YOUR GOAL »
Which lines run from the one containing "TARGET = black bollard" to the end of the listing below? Write them out exactly, both ends included, with nothing else.

RECORDS FOR THE TASK »
:::
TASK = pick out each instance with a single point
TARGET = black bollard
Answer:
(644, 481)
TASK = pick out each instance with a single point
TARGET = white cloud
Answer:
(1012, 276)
:::
RESULT »
TARGET = black bollard
Answer:
(644, 481)
TASK = pick out each instance with a single point
TARGET = white cloud
Answer:
(1012, 276)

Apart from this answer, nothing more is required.